What to produce
Give only the lines from the one containing "Expected output: for each instance of the horizon line, one" through the end of the material below, exactly as written.

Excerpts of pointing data
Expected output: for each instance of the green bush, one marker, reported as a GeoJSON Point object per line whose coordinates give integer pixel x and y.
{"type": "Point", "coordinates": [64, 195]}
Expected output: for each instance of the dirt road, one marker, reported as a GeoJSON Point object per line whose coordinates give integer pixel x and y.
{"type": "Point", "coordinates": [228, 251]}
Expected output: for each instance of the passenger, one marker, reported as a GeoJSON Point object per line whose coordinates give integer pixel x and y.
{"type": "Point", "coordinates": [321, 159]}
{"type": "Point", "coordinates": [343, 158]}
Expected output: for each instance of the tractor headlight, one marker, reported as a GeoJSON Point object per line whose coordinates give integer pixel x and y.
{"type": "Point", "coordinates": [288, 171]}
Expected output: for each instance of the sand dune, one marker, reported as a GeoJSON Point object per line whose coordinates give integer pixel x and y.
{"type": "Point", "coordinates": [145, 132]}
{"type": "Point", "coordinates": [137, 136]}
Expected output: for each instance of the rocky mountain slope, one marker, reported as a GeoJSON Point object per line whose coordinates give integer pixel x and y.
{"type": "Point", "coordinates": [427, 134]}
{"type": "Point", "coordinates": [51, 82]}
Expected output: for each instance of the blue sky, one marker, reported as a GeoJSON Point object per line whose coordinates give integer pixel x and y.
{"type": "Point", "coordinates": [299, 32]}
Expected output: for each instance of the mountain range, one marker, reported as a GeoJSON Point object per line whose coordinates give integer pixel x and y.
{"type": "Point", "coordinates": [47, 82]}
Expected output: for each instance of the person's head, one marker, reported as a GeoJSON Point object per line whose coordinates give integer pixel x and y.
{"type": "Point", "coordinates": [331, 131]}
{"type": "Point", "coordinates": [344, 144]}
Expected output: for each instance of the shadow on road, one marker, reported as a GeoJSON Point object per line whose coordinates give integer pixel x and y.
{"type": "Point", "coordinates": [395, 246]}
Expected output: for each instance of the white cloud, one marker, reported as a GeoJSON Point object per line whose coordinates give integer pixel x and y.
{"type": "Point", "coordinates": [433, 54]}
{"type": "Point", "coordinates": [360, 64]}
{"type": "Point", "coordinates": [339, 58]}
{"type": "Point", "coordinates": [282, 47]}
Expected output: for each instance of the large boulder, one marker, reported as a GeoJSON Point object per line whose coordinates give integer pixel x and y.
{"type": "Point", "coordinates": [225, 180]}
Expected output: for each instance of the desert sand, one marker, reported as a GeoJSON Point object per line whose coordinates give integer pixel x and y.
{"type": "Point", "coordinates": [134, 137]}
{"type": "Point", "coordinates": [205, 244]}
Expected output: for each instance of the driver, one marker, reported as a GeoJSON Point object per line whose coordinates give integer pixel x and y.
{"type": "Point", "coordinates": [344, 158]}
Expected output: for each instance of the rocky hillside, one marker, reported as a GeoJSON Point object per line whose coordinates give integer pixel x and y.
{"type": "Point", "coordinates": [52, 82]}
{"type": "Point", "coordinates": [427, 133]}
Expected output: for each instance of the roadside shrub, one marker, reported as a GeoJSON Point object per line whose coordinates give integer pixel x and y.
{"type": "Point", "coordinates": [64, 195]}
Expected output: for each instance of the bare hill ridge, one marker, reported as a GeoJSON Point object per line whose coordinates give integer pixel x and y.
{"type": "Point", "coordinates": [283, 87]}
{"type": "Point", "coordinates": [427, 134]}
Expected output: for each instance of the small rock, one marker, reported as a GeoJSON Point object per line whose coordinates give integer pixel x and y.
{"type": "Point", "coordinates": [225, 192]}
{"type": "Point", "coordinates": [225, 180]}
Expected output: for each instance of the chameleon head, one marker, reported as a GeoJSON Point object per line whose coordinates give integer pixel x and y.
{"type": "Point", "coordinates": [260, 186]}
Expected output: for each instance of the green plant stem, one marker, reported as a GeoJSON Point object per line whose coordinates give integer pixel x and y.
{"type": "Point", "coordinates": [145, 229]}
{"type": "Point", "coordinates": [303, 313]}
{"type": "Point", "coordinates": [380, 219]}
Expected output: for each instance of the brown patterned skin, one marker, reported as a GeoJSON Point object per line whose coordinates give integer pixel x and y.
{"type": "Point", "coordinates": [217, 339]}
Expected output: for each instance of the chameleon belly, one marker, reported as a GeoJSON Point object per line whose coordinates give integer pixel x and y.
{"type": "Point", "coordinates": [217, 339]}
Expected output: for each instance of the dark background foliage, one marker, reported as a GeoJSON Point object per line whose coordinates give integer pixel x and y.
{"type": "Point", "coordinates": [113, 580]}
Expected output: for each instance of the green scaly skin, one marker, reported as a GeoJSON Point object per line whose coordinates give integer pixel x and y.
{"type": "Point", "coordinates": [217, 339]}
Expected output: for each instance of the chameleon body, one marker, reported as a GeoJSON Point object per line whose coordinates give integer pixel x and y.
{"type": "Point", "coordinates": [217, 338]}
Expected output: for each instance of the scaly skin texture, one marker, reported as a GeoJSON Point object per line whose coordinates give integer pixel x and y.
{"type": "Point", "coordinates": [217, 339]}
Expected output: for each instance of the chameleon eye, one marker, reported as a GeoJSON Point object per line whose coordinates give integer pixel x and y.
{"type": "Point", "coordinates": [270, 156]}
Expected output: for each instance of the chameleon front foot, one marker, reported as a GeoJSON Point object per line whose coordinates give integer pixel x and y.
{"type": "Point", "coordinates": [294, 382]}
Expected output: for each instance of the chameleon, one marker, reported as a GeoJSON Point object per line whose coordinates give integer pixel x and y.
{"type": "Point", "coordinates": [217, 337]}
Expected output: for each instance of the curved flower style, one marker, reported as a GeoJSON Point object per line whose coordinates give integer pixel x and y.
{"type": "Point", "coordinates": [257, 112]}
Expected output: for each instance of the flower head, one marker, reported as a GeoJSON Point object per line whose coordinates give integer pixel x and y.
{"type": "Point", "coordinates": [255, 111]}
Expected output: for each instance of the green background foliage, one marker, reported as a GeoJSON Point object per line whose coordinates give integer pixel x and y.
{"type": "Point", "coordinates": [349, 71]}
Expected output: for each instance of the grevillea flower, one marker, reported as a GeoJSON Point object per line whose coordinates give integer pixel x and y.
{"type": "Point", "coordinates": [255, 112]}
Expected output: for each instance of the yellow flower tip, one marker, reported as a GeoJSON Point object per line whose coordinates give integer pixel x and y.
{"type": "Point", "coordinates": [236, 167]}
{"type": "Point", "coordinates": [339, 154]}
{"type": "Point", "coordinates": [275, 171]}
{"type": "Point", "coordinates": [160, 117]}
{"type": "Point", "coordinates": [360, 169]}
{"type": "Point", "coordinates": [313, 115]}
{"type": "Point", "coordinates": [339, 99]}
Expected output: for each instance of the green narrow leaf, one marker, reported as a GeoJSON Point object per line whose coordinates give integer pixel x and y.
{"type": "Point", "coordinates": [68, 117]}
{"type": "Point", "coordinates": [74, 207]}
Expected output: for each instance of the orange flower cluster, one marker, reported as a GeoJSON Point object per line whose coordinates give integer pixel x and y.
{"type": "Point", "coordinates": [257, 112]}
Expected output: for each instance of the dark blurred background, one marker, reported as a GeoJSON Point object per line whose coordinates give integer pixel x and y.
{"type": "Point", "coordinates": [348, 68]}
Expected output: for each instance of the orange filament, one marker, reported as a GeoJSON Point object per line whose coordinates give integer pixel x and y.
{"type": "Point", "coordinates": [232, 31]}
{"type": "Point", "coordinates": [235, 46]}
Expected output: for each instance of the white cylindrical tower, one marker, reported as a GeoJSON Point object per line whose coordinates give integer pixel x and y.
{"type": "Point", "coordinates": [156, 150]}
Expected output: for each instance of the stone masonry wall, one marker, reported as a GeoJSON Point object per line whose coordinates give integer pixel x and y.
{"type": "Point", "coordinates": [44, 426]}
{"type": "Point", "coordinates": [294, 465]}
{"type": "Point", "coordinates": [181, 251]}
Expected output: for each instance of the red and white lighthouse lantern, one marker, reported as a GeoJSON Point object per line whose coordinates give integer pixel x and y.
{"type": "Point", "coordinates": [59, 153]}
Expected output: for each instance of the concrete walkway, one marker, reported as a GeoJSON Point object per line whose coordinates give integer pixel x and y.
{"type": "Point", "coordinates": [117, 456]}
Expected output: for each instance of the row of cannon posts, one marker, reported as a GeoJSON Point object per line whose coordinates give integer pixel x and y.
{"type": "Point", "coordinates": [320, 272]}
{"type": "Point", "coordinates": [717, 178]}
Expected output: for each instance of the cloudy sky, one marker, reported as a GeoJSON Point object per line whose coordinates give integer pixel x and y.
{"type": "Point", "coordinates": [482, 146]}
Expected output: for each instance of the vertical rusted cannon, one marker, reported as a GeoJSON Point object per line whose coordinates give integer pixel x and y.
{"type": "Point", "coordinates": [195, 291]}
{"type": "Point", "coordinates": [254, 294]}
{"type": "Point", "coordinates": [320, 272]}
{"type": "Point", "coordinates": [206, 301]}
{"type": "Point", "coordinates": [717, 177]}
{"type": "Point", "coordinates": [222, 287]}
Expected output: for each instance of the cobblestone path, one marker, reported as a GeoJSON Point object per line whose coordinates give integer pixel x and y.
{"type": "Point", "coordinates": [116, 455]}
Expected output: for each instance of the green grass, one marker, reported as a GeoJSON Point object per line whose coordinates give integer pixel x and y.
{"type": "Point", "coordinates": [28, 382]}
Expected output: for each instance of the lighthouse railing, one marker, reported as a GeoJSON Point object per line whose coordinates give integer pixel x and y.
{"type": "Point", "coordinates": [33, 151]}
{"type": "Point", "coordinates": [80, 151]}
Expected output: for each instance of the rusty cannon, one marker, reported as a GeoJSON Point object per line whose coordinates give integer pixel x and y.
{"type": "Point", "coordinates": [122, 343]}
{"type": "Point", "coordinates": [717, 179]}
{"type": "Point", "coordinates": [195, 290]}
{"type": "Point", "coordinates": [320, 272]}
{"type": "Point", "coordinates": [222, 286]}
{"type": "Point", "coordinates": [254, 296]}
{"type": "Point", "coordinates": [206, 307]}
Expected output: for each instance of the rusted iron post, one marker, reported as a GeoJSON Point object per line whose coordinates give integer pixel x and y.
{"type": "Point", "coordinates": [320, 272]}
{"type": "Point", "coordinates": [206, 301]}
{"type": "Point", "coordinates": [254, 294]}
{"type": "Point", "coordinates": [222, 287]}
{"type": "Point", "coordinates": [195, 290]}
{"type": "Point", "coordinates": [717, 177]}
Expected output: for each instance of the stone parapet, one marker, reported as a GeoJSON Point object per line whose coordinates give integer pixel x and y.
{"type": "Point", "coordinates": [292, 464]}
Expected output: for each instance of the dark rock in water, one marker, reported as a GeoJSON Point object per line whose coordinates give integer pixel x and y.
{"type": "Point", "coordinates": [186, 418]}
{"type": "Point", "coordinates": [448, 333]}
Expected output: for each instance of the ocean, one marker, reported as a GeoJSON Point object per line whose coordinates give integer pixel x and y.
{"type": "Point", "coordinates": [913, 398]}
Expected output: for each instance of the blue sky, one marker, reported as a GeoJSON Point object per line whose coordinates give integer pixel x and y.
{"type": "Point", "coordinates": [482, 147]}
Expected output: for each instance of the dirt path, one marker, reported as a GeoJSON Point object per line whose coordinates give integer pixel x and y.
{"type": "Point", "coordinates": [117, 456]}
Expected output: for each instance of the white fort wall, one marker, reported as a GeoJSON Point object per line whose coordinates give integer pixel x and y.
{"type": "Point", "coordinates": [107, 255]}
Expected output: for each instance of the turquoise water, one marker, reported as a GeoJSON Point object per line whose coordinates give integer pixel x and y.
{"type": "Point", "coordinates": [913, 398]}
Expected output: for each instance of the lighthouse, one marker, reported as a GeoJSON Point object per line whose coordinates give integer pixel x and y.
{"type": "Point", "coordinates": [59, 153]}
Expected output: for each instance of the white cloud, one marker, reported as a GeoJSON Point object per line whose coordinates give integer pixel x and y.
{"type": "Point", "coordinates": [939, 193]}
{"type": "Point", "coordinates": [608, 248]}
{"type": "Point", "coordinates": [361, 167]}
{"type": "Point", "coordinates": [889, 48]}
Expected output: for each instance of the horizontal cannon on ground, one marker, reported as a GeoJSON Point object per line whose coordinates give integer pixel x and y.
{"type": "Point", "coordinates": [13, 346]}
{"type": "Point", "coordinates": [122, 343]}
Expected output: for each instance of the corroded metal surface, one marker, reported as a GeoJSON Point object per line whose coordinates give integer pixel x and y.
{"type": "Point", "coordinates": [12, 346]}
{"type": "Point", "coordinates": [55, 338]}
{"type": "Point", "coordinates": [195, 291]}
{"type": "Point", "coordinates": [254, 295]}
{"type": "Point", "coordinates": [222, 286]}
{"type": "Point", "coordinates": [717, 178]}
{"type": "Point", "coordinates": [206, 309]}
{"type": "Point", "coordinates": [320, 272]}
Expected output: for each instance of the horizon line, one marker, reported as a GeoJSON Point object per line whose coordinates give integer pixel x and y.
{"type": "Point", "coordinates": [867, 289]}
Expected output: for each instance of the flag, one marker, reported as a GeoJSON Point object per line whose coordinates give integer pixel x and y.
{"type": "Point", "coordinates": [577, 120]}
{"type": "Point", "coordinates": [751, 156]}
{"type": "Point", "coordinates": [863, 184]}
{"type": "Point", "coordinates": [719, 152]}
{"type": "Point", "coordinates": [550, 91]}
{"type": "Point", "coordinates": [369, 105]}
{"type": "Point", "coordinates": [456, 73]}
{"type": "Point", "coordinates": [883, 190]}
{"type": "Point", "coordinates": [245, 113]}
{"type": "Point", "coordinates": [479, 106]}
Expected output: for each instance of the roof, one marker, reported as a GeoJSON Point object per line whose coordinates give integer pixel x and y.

Answer to this problem
Expected output: for each instance of the horizon line, one marker, reported as a GeoJSON Point object per line whose coordinates give integer pixel x and y.
{"type": "Point", "coordinates": [867, 289]}
Expected output: for each instance of the flag, one marker, reported as a GeoJSON Point object per line whose coordinates give integer pixel x and y.
{"type": "Point", "coordinates": [577, 120]}
{"type": "Point", "coordinates": [751, 156]}
{"type": "Point", "coordinates": [863, 184]}
{"type": "Point", "coordinates": [719, 152]}
{"type": "Point", "coordinates": [550, 91]}
{"type": "Point", "coordinates": [369, 105]}
{"type": "Point", "coordinates": [456, 73]}
{"type": "Point", "coordinates": [883, 190]}
{"type": "Point", "coordinates": [245, 113]}
{"type": "Point", "coordinates": [479, 106]}
Expected output: for each instance of the roof, one marker, reported as a GeoJSON Point object per line whose coordinates give integer pixel x and y.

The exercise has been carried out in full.